• **Dataset**
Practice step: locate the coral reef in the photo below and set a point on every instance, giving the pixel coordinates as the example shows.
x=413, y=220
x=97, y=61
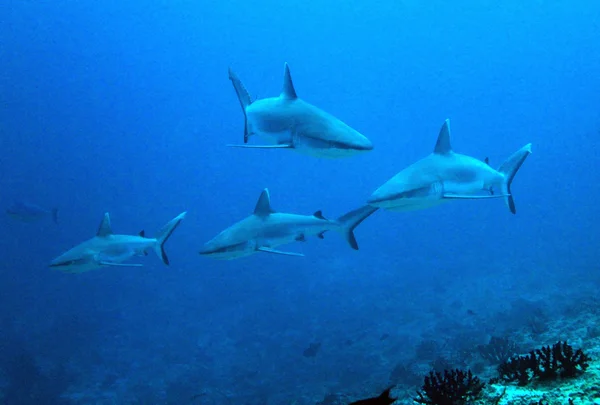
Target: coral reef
x=547, y=363
x=455, y=387
x=498, y=350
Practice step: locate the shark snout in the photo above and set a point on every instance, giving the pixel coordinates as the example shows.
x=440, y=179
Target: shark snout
x=379, y=199
x=362, y=143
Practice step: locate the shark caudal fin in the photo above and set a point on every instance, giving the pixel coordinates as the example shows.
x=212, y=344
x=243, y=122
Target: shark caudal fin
x=164, y=234
x=243, y=97
x=509, y=168
x=351, y=220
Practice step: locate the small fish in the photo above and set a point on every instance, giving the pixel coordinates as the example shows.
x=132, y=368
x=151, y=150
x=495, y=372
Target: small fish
x=312, y=350
x=27, y=212
x=383, y=399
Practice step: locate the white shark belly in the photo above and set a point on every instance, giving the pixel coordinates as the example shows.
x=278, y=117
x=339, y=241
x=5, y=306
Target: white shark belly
x=321, y=148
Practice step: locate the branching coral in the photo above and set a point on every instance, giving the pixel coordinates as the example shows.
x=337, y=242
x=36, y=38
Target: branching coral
x=547, y=363
x=455, y=387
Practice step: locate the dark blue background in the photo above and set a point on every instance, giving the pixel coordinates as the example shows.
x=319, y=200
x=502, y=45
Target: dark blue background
x=125, y=106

• **Directive**
Please reproduce the listing above word for word, omitting the picture.

• **Worked answer**
Practice step: locate the coral reef in the photo below and set a point on every instance, giving the pixel coordinates as the example shows.
x=413, y=220
x=97, y=61
Target: coral reef
x=547, y=363
x=455, y=387
x=498, y=350
Practice step: locate the shark snout in the photo above and set a point on every instance, giving the pixel coordinates as the example shows.
x=440, y=179
Target: shark snout
x=379, y=199
x=362, y=143
Practice step: locate the shark caudal fin in the photo above and set a point on every instance, giving the pixel coordinates as the example shows.
x=212, y=344
x=243, y=122
Target: shark caudal fin
x=164, y=234
x=243, y=97
x=509, y=168
x=351, y=220
Practice step: locate the small fish in the photo above and set a point on every instance, giving the pixel coordinates as the example shows.
x=132, y=368
x=151, y=150
x=495, y=372
Target: small fish
x=312, y=350
x=27, y=212
x=383, y=399
Practice step: locate the white shark belly in the photo above and set a point on every instance, giving the pixel coordinates as the example shows.
x=278, y=117
x=339, y=241
x=5, y=306
Target: white shark belly
x=321, y=148
Practice step: locate the branching coral in the photo above and set a point on every instance, giving the pixel coordinates as the example shows.
x=337, y=242
x=36, y=38
Target: branching coral
x=547, y=363
x=455, y=387
Practice step: locate the dark blue background in the photo above and set a point on every instance, giving the pixel coordinates as the example shows.
x=319, y=200
x=502, y=45
Target: dark blue background
x=125, y=106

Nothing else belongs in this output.